■ **Selected passage**
Windows Assembly Languages

Contents

Introduction

When developing in a new language and/or for a new platform (or returning to the language/platform after a long absence), it can sometimes take a while just to know where to begin.  By convention (with a nod to Kernighan & Ritchie), the usual first step is to write a trivial program that simply displays the message “Hello world”, and confirm that you can successfully build and execute it.

The following examples include such Hello World programs for Windows development using assembly language and .Net Intermediate Language, languages not typically used by application developers but sometimes required for security researchers. All of these examples are GUI applications that use the MessageBox() API function to display the message in a pop-up box, as opposed to console-mode (DOS-window) applications.

Hello World Message Box

Command-line build instructions are provided. The PlatformWindows SDK must be installed as well as Microsoft Visual C++ (the free Express Edition is fine), because the latest SDK does not include all of the tools needed.

■ **Provided information**
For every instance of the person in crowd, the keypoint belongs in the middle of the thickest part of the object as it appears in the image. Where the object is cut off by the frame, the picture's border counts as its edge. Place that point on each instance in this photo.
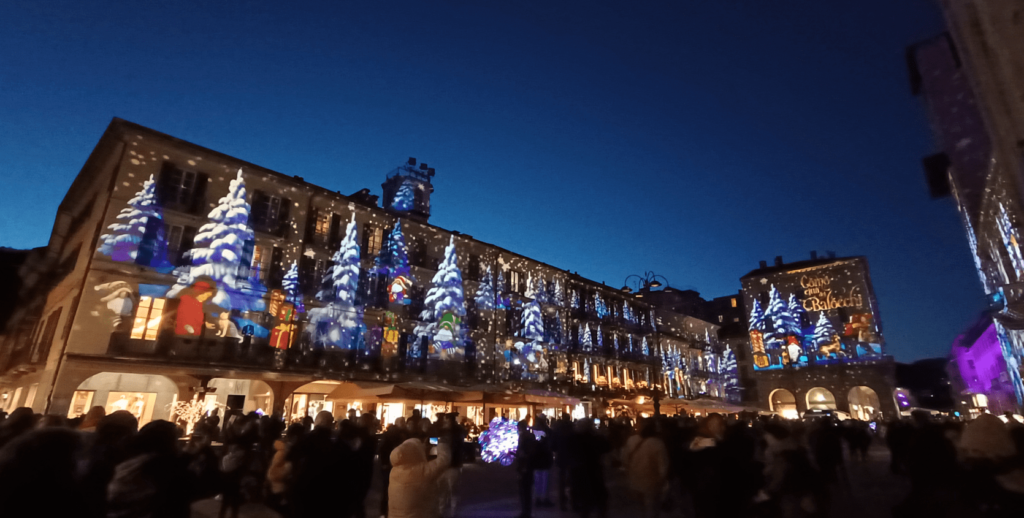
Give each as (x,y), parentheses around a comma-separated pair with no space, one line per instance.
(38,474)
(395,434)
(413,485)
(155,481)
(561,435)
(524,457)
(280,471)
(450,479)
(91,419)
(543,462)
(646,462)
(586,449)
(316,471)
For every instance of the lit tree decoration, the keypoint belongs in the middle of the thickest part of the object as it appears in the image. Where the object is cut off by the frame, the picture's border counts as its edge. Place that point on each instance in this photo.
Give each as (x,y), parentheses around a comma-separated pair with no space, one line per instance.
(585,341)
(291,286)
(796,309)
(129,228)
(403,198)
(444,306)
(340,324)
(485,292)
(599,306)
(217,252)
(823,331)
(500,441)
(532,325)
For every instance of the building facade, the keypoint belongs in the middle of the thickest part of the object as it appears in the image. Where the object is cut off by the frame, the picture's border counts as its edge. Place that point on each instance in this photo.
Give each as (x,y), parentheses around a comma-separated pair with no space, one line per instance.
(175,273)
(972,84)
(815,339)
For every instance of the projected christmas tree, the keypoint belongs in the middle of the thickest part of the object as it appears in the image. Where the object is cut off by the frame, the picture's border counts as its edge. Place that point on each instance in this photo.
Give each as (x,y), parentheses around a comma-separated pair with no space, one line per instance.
==
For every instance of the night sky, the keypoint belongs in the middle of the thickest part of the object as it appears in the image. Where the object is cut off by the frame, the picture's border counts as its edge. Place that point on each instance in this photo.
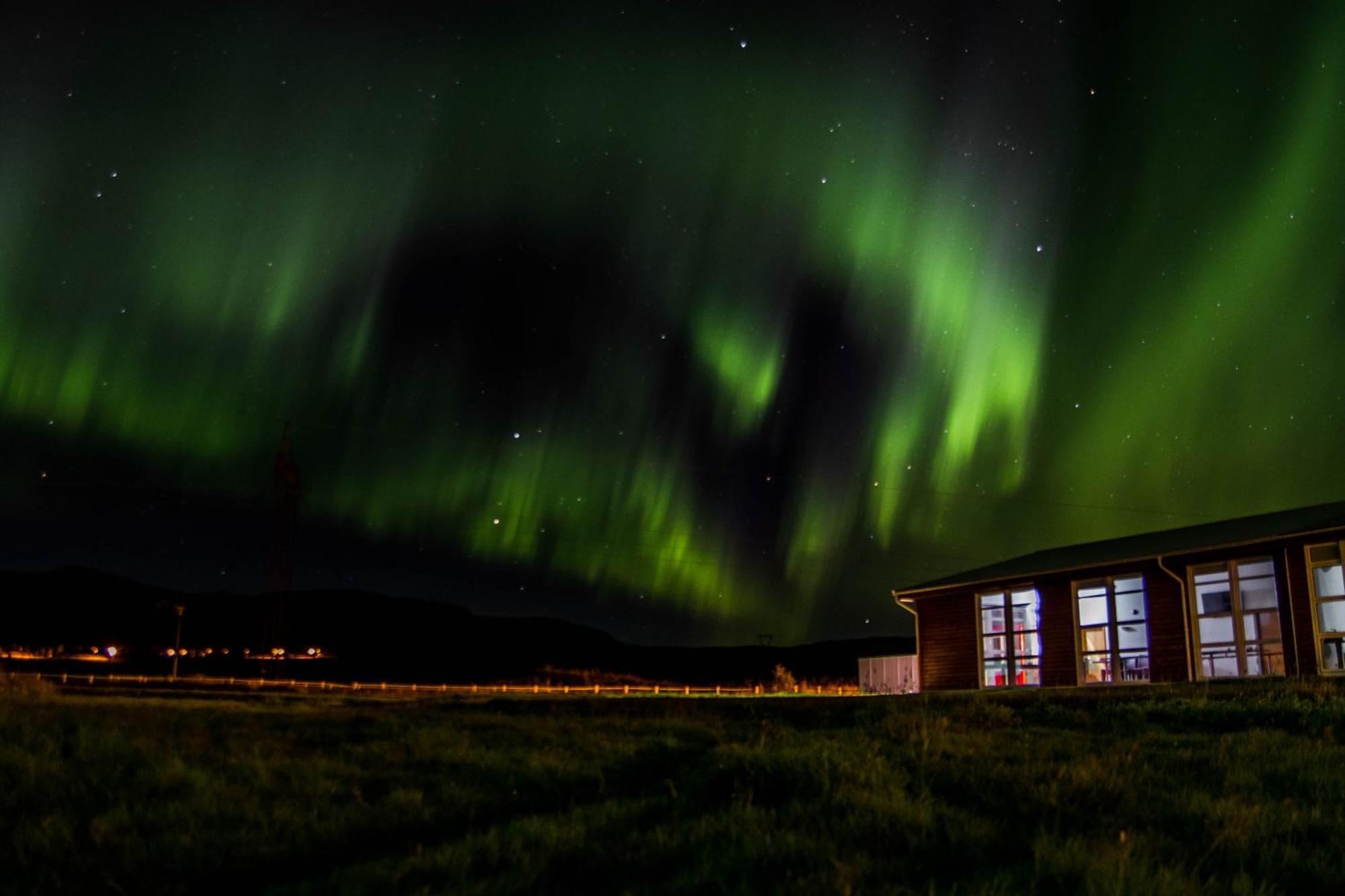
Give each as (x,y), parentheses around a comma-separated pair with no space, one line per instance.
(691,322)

■ **What to do**
In the passage on Windows assembly languages, which API function displays the "Hello world" message in a pop-up box?

■ **Response to the exercise**
The MessageBox() API function.